» Extract:
----

The insurer’s chief executive says he is delighted to welcome the new appointment
Alison Platt has been appointed as the new chair of insurer Ageas’ UK board, replacing Mark Winlow, whose 10-year stint in the role will end in September this year.
Platt is a current Financial Times Stock Exchange (FTSE) chair at pharmaceutical firm Dechra and a non-executive director at Tesco, among other non-executive roles.
She has over 20 years’ experience leading organisational transformation projects, delivered through service innovation and the use of technology, which Ageas said was highly relevant to its own transformation journey.
In March 2021, Ageas revealed its strategy to focus on its broker-facilitated personal lines business. In February 2022, the insurer confirmed the sale of the renewal rights to its commercial lines business to Axa UK and Ireland.
Platt’s appointment will allow Winlow to step down from his role as chair. Ageas said that Winlow oversaw “significant change and challenging market conditions” during his tenure as chair.
The insurer added: “His leadership and strategic input have been invaluable to Ageas’ ongoing success and development.”
Ant Middle, chief executive of Ageas UK, said: “I’m delighted to welcome Alison to Ageas - her broad experience and impressive track record speak for themselves.
“I’m looking forward to working with her as we oversee the largest ever investment programme in Ageas UK’s people and technology capabilities and embrace her obvious passion for customers as we keep them at the centre of our thinking.”
Middle wished Winlow well for the future, adding that he was “genuinely grateful” to him for his service to the company.
“Not only has Mark immersed himself in our business and made a fundamental contribution to the strategic development of Ageas UK,” he said, “but he has also been a much valued mentor to me, my predecessors and the executive team.”
Winlow also thanked Middle for his comments and wished Platt “all success in chairing a business that is poised for increasing success”.

----

» Actions to take:
[A] According to the news report, to whom did Ageas confirm the sale of the renewal rights to its commercial lines business in February 2022?
[B] Duplicate the part of the news report between "In March 2021, Ageas" and "UK and Ireland.", inclusive.
The items that come next have no connection to the news report on the Ageas UK board appointment.

» Provided records:

----

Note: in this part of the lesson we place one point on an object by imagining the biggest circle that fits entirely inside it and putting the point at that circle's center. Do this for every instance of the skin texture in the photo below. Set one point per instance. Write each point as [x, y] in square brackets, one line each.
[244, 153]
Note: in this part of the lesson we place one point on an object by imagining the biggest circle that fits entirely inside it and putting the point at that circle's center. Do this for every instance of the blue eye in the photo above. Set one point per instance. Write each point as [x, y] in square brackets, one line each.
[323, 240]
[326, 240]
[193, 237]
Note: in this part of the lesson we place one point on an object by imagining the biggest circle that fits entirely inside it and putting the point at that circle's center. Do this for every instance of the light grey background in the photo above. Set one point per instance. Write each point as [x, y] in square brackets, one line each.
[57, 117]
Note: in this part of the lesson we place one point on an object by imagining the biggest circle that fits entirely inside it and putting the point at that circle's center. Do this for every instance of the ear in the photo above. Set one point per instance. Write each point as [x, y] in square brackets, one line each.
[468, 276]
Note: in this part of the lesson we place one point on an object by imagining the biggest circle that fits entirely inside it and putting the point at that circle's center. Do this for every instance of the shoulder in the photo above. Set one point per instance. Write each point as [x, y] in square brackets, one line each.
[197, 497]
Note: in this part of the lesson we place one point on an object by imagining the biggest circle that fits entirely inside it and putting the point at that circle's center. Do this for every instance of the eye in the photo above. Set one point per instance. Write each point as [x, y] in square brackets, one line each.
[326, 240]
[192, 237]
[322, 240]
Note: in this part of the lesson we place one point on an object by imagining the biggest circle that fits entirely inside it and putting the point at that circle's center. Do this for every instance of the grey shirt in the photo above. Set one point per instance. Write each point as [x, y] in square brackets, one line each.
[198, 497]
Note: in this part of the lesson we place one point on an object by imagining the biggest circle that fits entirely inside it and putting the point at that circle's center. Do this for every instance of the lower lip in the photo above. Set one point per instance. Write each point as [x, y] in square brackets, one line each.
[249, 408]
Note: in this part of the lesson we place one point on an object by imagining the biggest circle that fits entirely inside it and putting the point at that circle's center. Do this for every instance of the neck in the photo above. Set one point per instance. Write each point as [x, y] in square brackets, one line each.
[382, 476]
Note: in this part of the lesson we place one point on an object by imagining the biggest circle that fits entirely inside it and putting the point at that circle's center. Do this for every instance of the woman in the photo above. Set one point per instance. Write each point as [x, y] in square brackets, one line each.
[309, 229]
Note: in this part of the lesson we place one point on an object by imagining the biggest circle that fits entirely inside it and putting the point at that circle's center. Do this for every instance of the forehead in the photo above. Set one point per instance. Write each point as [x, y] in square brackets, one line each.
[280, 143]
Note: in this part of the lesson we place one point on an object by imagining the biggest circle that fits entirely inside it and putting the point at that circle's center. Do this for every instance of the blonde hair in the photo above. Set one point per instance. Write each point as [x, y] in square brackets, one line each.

----

» Answers for this exercise:
[A] Axa UK and Ireland.

[B]
In March 2021, Ageas revealed its strategy to focus on its broker-facilitated personal lines business. In February 2022, the insurer confirmed the sale of the renewal rights to its commercial lines business to Axa UK and Ireland.